◆ Excerpt to read ◆

■ ■ ■ ■ ■

ESA Recent

Emotional Support Cat Guide – Everything You Need to Know

Cats are cherished companions of millions in the US. Right behind dogs, they are the second most popular household pet. Like dogs, they can become an emotional support animal (ESA). In fact, countless emotional support cats are at the center of their owner’s life, providing solace when needed.

The gentle purrs and comforting presence of cats possess a therapeutic nature that helps those with mental and emotional challenges. If you have a cat, you probably have first-hand experience.

However, just because a cat provides contentment doesn’t automatically qualify them as an emotional support animal. Federal law requires cat owners to take steps to register their cats as emotional support animals.

In this article, we’ll cover everything you need to know about emotional support cats, including the laws, registering your cat as an ESA, and the benefits of having an emotional support cat.

What Is an Emotional Support Animal?

An emotional support animal is an assistance animal that provides comfort through companionship. These animals help ease the challenges of people with depression, phobias, anxiety, and other mental or emotional difficulties.

Some examples of how emotional support animals help people with troubling mental health issues are as follows.

  • Providing anxiety relief
  • Reducing post-traumatic stress
  • Easing depression
  • Distracting from negative feelings
  • Alleviating loneliness

The animal in question can be any domesticated animal, including cats, dogs, ferrets, rabbits, etc. While this is pretty straightforward, simply having a cat doesn’t make them an ESA.

Those seeking an emotional support animal must get an ESA letter from their mental health provider. This letter prescribes a support animal to the person with a mental disorder or illness.

Your existing pet(s) can be an emotional support animal as long as you have this letter. Unlike service animals, ESAs don’t require training to qualify.

Disabilities That Qualify for an ESA

The common mental disabilities that may qualify you for an emotional support animal are as follows.

  • Depression
  • Anxiety disorders
  • Chronic stress
  • Post-traumatic stress disorder (PTSD)
  • Attention deficit hyperactivity disorder (ADHD)
  • Bipolar disorder
  • Obsessive-compulsive disorder (OCD)

Those suffering from the above and other qualifying mental health issues will most certainly benefit from having an emotional support animal by their side. However, it’s up to mental health professionals to decide if an individual needs an ESA.

What Is a Service Animal?

For the most part, a service animal is a dog, regardless of breed or type, trained specifically to help someone with a qualified disability, whether physical or mental. Miniature horses can also qualify for service animal tasks, but this is very rare.

■ ■ ■ ■ ■

◆ Dataset extract ◆

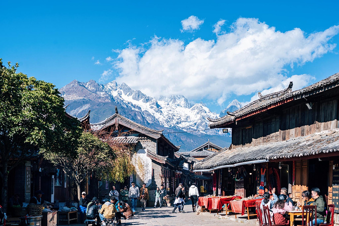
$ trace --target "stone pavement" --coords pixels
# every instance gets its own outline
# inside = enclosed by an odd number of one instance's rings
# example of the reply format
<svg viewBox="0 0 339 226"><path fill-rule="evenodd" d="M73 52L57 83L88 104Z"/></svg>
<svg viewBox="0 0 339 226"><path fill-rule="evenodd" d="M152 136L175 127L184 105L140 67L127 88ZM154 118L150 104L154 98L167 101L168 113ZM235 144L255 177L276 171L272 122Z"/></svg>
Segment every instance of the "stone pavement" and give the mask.
<svg viewBox="0 0 339 226"><path fill-rule="evenodd" d="M192 206L187 202L184 208L185 210L184 212L179 212L177 209L176 214L172 212L173 207L163 207L161 208L148 207L145 212L142 212L141 208L138 208L133 218L130 220L125 220L122 218L122 225L255 226L257 224L256 218L252 218L249 220L247 220L247 215L242 216L240 214L237 215L237 219L235 219L234 215L225 216L222 213L217 215L216 213L204 212L197 215L196 212L193 212ZM72 226L84 226L84 224Z"/></svg>

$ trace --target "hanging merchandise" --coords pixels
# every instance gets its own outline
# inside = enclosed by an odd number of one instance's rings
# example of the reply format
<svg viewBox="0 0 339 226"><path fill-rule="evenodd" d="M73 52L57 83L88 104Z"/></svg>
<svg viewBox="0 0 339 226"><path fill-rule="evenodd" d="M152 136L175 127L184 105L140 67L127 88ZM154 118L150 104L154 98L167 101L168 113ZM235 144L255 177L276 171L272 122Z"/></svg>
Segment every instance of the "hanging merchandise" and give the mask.
<svg viewBox="0 0 339 226"><path fill-rule="evenodd" d="M280 177L278 170L273 168L270 168L269 178L270 178L269 190L272 190L273 188L275 188L277 190L280 190Z"/></svg>
<svg viewBox="0 0 339 226"><path fill-rule="evenodd" d="M263 169L264 169L264 170L263 170ZM264 194L265 192L264 186L266 180L265 176L266 173L266 168L262 168L261 170L260 170L260 172L261 173L261 176L260 178L260 186L259 186L259 194Z"/></svg>

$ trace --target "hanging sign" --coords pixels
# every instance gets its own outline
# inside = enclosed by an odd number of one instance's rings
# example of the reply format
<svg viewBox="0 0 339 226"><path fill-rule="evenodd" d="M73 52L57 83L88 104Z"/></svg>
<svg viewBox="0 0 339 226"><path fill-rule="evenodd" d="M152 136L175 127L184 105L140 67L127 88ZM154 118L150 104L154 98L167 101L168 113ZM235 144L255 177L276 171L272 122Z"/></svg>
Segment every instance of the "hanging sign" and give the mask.
<svg viewBox="0 0 339 226"><path fill-rule="evenodd" d="M339 164L338 162L333 164L332 202L335 205L335 212L339 213Z"/></svg>

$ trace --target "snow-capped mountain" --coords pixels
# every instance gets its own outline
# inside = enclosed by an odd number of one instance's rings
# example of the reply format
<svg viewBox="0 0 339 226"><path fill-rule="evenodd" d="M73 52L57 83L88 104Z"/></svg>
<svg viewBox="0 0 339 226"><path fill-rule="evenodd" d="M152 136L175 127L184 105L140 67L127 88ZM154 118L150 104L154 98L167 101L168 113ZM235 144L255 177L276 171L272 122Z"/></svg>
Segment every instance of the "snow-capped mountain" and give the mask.
<svg viewBox="0 0 339 226"><path fill-rule="evenodd" d="M125 83L119 85L113 81L100 84L93 80L74 80L59 92L65 104L69 104L66 110L71 115L81 117L90 110L91 122L98 122L114 114L117 106L122 116L150 128L163 130L165 136L175 145L181 145L183 150L191 150L209 138L220 146L231 142L230 138L221 130L204 130L209 128L207 118L219 118L217 114L203 104L190 103L183 96L161 96L157 100ZM170 133L183 131L190 132Z"/></svg>
<svg viewBox="0 0 339 226"><path fill-rule="evenodd" d="M240 109L243 107L243 106L240 104L240 102L238 101L237 100L235 99L232 100L231 103L228 104L226 108L224 109L220 112L219 114L219 117L223 117L226 114L227 114L227 112L233 112Z"/></svg>

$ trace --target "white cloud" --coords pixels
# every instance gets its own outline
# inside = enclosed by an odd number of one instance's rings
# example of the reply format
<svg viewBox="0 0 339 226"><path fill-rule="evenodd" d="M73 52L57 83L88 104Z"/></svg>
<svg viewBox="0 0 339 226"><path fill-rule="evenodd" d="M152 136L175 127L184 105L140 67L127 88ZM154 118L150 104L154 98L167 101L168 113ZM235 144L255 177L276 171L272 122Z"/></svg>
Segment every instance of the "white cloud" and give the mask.
<svg viewBox="0 0 339 226"><path fill-rule="evenodd" d="M225 20L221 20L220 19L219 21L218 21L217 24L214 24L213 27L214 28L214 30L213 30L213 33L215 33L216 34L217 36L219 34L220 34L220 32L221 31L221 27L225 24L225 22L226 22ZM225 34L224 32L224 34Z"/></svg>
<svg viewBox="0 0 339 226"><path fill-rule="evenodd" d="M113 70L110 69L108 69L107 70L104 70L103 72L101 74L101 76L99 79L99 82L107 82L108 80L111 79L113 72Z"/></svg>
<svg viewBox="0 0 339 226"><path fill-rule="evenodd" d="M195 30L199 29L200 25L204 24L204 20L199 20L195 16L191 16L187 19L181 20L182 29L181 32L193 32Z"/></svg>
<svg viewBox="0 0 339 226"><path fill-rule="evenodd" d="M152 96L180 94L221 104L232 94L265 94L292 79L306 79L302 84L307 85L311 76L289 78L288 67L333 50L336 44L329 40L339 32L339 26L333 26L310 35L298 28L281 32L258 19L240 18L216 41L198 38L185 44L155 38L146 49L130 45L114 62L116 80Z"/></svg>
<svg viewBox="0 0 339 226"><path fill-rule="evenodd" d="M114 59L113 59L113 58L112 58L110 56L108 56L108 58L106 58L106 61L108 61L109 62L110 61L113 61L114 60Z"/></svg>

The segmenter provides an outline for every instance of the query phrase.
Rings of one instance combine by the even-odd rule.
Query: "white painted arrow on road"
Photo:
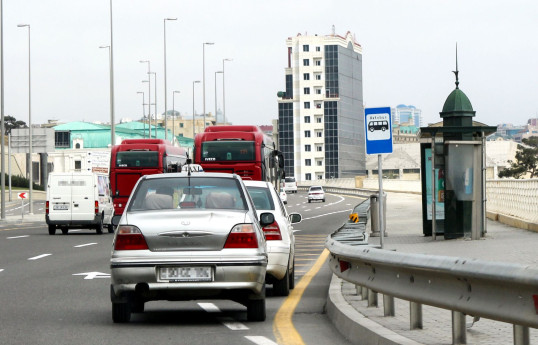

■ ■ ■ ■ ■

◆ Tasks to perform ◆
1/ Answer these questions using the guide:
(a) Which household pet ranks ahead of cats in popularity in the US?
(b) From whom must a person obtain an ESA letter?
(c) Besides dogs, what animal can also qualify for service animal tasks?
2/ Transcribe the passage of the guide starting with "Your existing pet(s)" and going on through "animal are as follows.".

◆ Results for each task ◆
1/
(a) Dogs.
(b) Their mental health provider.
(c) Miniature horses.

2/
Your existing pet(s) can be an emotional support animal as long as you have this letter. Unlike service animals, ESAs don’t require training to qualify.

Disabilities That Qualify for an ESA

The common mental disabilities that may qualify you for an emotional support animal are as follows.